| Task instructions |
Rewrite the data below from the line with "of the sloped" up to and including the final line, keeping every request line as it stands and shifting each coordinate in the answers by adding 9 to it.
>> BEGIN Input rows
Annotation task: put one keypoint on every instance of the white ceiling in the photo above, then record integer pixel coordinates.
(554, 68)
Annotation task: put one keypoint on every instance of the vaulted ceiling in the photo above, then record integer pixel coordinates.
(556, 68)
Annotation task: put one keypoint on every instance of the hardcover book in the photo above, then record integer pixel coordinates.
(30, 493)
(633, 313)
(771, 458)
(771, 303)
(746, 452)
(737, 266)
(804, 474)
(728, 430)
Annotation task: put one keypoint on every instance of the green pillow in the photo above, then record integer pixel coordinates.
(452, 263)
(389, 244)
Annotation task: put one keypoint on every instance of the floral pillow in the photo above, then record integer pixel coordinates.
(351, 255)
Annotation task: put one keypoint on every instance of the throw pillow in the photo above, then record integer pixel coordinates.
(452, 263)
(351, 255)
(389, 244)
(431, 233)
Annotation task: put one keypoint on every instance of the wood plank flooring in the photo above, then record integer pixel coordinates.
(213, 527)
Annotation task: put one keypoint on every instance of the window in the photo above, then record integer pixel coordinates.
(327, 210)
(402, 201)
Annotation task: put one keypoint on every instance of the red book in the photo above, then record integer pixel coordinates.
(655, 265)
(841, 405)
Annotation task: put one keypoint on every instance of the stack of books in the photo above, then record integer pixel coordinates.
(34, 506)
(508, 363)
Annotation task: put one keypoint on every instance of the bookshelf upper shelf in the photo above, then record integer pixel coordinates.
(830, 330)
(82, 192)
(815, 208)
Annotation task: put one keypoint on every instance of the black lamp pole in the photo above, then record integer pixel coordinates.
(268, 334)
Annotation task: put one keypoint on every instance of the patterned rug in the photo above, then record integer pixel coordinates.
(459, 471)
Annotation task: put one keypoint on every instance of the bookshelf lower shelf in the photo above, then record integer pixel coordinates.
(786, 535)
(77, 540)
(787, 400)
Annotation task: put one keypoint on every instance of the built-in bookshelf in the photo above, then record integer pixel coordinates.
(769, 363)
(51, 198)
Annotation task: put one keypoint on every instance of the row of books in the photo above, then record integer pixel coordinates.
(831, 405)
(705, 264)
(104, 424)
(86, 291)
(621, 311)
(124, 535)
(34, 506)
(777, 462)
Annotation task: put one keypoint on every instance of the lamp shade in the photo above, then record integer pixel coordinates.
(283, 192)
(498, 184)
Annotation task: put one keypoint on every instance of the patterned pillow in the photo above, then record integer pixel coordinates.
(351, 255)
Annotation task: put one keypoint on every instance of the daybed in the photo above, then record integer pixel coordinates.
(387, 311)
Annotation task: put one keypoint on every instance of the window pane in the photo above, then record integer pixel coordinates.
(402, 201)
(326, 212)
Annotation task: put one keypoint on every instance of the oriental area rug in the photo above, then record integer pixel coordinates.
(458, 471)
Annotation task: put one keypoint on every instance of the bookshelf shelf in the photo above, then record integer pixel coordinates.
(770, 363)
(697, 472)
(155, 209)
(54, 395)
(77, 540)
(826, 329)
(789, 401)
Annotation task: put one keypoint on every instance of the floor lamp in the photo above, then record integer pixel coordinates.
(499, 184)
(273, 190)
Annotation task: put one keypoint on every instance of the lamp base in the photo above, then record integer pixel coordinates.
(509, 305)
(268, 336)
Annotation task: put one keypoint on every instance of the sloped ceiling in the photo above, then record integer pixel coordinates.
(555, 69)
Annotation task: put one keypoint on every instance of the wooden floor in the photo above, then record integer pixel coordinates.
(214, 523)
>> END Input rows
| Output of the task |
Annotation task: put one keypoint on every instance of the sloped ceiling in the photo above, then record integer pixel coordinates.
(564, 78)
Annotation task: put one keypoint on every instance of the wooden floor in the photo above, then record integer pixel coordinates.
(223, 532)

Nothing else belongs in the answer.